* _Short problem 1_
Translate this sentence from the passage on transmission-line object detection into Spanish: "Then, the EMA is introduced to enhance the detection performance on multi-scale targets."

** Start of Page excerpt **

Aiming at practical foreign object detection on transmission lines, YOLOv8 is improved from multiple aspects to jointly boost precision and reduce complexity, including the adoption of EfficientNetV2, Slim-neck, EMA, and MPDIoU-based loss optimization. Firstly, the backbone network is replaced by EfficientNetV2 to achieve higher precision, accelerate model training speed, improve detection performance, and achieve model lightweighting [25]. Secondly, the neck feature fusion network is restructured by introducing Slim-neck to strengthens feature extraction and fusion. Then, the EMA is introduced to enhance the detection performance on multi-scale targets. Furthermore, to ensure higher precision and stability in the bounding box regression task, MPDIoU loss is adopted in place of the original loss function. This loss directly minimizes the Euclidean distances between the corresponding top-left and bottom-right corners of the predicted and ground-truth boxes, and employs a normalized formulation, enabling more comprehensive and efficient optimization of the regression process. Figure 1 illustrates the enhanced YOLOv8 architecture.

** End of Page excerpt **
** Start of Dataset rows **

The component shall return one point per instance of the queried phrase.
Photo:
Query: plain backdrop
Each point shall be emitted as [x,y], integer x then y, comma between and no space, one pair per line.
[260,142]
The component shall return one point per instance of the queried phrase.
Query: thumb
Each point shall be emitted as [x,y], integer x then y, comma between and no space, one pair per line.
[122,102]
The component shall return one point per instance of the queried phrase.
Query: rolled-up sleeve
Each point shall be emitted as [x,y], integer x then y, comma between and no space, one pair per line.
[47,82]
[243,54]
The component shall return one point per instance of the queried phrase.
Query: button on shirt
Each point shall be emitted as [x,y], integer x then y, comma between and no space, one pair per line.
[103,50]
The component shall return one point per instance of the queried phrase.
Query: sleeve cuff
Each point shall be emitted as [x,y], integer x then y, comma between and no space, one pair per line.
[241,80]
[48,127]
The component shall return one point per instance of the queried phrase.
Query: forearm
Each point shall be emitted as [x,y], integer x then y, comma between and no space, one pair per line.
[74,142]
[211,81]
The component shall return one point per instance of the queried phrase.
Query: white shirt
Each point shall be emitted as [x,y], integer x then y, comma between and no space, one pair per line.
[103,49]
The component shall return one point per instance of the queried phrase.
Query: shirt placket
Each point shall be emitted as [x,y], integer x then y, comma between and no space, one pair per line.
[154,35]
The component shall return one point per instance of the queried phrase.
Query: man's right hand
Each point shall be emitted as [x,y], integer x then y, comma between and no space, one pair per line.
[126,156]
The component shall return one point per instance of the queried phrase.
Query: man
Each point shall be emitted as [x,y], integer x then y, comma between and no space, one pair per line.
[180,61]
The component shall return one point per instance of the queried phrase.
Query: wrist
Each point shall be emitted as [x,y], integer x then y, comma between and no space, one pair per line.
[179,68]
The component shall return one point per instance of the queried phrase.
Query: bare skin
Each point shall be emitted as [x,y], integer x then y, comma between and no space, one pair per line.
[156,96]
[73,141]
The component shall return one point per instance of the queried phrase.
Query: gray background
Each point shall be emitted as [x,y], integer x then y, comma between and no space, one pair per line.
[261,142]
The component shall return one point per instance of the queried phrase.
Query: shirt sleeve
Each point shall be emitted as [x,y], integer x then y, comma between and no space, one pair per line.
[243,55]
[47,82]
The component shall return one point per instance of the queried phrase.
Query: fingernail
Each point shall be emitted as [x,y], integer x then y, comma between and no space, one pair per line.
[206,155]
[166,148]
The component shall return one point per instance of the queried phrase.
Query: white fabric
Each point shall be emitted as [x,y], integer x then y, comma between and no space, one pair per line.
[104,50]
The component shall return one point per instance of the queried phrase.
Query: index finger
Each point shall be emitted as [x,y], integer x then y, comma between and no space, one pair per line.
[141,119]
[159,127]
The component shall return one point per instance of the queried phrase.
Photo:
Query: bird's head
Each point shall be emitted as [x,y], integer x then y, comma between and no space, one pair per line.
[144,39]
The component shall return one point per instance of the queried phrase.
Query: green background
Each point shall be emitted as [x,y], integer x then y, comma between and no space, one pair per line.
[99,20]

** End of Dataset rows **

* _Short problem 2_
Report every line of the rows above that contains the string "background". Case counts.

* _Full output 1_
Luego, se introduce el EMA para mejorar el rendimiento de detección en objetivos de múltiples escalas.

* _Full output 2_
Query: gray background
Query: green background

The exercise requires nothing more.